[Shape annotation entries]
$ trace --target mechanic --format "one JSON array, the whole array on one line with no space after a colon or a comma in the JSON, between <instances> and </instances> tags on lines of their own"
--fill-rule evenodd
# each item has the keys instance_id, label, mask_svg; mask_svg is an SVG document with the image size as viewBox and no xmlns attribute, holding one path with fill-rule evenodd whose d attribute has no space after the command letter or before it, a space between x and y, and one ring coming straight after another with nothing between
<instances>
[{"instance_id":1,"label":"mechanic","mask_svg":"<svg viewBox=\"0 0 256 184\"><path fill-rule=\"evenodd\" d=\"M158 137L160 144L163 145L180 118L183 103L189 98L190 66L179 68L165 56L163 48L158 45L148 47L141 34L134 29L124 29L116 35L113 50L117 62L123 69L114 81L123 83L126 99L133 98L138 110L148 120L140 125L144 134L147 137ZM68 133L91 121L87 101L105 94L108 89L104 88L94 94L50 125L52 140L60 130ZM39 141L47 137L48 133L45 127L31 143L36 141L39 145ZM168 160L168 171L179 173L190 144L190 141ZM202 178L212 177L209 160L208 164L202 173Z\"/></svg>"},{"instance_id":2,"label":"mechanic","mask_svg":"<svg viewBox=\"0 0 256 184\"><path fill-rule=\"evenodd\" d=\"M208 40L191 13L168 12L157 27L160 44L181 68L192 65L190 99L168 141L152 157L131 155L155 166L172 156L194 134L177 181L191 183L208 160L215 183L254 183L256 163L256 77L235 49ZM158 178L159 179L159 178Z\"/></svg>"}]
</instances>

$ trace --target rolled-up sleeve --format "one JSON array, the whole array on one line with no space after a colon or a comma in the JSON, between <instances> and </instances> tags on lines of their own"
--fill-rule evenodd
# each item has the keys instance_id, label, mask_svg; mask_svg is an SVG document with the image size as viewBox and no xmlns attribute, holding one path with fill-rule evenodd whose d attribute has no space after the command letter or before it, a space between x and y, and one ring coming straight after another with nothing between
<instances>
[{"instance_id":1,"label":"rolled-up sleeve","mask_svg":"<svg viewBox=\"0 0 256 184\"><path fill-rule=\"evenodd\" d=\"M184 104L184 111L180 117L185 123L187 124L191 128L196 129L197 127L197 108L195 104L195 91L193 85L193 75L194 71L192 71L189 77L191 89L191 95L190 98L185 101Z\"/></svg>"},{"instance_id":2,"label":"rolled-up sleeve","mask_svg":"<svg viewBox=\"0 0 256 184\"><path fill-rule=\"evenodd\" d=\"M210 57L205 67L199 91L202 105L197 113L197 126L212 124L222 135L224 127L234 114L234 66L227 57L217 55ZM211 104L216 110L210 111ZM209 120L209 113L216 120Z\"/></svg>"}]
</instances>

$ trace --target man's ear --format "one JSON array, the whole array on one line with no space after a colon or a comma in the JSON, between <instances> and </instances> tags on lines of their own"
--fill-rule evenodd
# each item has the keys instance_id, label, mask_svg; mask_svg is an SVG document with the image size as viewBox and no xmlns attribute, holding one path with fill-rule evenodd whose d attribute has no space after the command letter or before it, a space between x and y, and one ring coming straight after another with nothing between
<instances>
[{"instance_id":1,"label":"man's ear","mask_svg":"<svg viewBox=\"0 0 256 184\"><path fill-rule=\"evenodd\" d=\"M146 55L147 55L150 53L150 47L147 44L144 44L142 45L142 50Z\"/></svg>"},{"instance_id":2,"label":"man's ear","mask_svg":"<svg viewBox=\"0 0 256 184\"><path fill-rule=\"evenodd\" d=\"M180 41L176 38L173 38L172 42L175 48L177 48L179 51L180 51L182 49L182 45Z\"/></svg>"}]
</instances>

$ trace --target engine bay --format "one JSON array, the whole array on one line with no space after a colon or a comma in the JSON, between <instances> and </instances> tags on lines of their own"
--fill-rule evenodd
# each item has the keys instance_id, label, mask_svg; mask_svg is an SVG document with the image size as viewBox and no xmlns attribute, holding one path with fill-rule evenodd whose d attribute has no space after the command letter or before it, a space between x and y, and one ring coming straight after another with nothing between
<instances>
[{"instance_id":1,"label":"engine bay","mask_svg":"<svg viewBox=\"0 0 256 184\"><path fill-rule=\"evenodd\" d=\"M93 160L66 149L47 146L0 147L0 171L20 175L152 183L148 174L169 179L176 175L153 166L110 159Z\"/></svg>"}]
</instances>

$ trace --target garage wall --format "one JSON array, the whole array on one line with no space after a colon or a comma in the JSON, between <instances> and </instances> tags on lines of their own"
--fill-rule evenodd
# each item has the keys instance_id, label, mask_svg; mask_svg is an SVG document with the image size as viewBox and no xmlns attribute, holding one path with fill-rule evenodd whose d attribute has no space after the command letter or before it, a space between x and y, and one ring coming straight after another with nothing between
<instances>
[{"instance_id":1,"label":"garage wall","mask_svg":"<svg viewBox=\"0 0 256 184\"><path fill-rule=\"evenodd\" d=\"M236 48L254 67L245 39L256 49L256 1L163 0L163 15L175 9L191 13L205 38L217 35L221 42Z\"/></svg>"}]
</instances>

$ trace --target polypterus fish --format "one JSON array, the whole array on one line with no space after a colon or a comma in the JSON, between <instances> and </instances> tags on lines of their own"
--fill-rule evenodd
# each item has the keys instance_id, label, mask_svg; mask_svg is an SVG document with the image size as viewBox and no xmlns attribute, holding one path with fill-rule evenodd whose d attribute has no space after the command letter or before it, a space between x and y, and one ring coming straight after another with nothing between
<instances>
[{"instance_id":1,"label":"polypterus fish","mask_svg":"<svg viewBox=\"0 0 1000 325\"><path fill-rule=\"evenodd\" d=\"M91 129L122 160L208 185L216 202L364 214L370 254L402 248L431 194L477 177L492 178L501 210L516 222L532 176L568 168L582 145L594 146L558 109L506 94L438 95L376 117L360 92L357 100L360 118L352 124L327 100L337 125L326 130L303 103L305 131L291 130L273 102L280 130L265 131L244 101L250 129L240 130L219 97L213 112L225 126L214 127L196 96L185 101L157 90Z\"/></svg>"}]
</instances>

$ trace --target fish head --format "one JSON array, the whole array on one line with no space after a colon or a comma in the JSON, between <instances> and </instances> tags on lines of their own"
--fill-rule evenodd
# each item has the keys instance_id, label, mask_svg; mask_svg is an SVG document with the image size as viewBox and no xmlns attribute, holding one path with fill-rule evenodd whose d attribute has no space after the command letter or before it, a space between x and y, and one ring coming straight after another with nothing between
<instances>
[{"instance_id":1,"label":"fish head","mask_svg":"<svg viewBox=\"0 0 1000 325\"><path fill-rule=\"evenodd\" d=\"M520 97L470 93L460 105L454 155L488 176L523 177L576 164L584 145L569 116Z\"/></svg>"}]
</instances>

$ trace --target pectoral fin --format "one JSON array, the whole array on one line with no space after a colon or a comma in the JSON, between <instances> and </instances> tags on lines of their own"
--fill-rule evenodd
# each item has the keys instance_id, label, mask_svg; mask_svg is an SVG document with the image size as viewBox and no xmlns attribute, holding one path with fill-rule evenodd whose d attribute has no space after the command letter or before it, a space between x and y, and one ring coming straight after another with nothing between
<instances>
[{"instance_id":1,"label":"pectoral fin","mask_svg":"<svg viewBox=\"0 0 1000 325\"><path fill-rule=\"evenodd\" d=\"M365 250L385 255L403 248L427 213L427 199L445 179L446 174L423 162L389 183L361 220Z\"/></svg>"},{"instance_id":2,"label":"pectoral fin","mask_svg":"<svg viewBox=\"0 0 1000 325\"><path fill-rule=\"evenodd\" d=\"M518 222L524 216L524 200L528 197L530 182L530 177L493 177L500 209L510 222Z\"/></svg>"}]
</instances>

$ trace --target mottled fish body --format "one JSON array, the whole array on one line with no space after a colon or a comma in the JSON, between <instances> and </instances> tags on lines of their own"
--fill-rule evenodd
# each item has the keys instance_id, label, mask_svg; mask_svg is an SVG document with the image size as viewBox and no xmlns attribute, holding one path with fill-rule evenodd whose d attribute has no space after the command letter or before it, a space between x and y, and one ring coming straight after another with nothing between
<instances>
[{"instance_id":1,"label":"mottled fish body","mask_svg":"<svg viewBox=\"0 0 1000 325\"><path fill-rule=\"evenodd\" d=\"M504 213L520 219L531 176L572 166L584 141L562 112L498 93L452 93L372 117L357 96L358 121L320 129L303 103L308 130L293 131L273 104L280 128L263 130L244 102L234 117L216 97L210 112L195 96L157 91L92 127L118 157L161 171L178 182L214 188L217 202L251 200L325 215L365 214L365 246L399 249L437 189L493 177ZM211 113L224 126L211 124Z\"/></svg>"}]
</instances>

• What you are asked to do: Every line from the line containing "trace --target mottled" to the last line of the material above must be repeated exactly, and no other line.

• Output below:
$ trace --target mottled fish body --format "one JSON array, the whole array on one line with no space after a colon or a comma in the JSON, between <instances> and </instances> tags on lines of their own"
--fill-rule evenodd
# each item has the keys instance_id, label, mask_svg; mask_svg is an SVG document with the image size as viewBox and no xmlns attribute, holding one path with fill-rule evenodd whose d attribute has no space after the command letter or before it, a space between x and y, and one ring coming straight after another with nothing between
<instances>
[{"instance_id":1,"label":"mottled fish body","mask_svg":"<svg viewBox=\"0 0 1000 325\"><path fill-rule=\"evenodd\" d=\"M504 213L520 219L531 176L572 166L584 141L562 112L498 93L452 93L372 117L357 96L358 121L320 129L303 103L308 130L293 131L273 104L280 128L263 130L244 102L234 117L216 97L210 112L195 96L157 91L92 127L118 157L161 171L178 182L214 188L217 202L251 200L325 215L365 214L365 246L399 249L437 189L493 177ZM211 113L224 126L211 124Z\"/></svg>"}]
</instances>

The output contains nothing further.